_Exercise prompt:_ Leave every picture out. Set down all the lines below exactly.

_The records:_
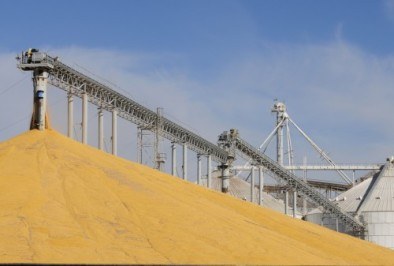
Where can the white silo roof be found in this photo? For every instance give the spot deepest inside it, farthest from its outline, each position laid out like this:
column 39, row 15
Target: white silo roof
column 374, row 194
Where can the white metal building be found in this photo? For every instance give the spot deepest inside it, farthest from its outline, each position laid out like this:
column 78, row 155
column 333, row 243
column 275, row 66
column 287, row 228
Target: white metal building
column 372, row 202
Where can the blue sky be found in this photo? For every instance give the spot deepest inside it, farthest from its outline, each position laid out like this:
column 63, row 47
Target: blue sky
column 224, row 62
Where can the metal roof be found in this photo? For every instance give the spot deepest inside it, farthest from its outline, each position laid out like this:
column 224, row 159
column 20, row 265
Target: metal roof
column 374, row 194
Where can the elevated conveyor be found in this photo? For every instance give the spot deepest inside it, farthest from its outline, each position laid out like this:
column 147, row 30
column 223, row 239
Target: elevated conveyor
column 76, row 83
column 294, row 182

_Result of the task:_
Where can the white silo roof be found in this photo? For every instance give the spot deepest inside it, farthest from its outline, each position laid out like this:
column 39, row 15
Target: white silo roof
column 374, row 194
Where can the white metal building be found in this photo? For every instance give the spot deepest inside it, farthest from its outline, each position laid out like this:
column 78, row 155
column 333, row 243
column 275, row 66
column 287, row 228
Target: white metal building
column 372, row 202
Where can the blue sky be found in this photo? For every instance give the spot deepest inside it, farthest from its outline, each position laid out like this:
column 63, row 47
Target: blue sky
column 224, row 62
Where can the metal roof be found in this photo? For every instance give the spot deepest inside it, farthest from its outline, each position laid out like this:
column 224, row 159
column 20, row 265
Target: metal roof
column 374, row 194
Where can the elevated conveyor be found in this photo? For every instance give the spot deepest inside it, farthest from its outline, each position laid out like this:
column 147, row 30
column 223, row 239
Target: elevated conveyor
column 76, row 83
column 294, row 182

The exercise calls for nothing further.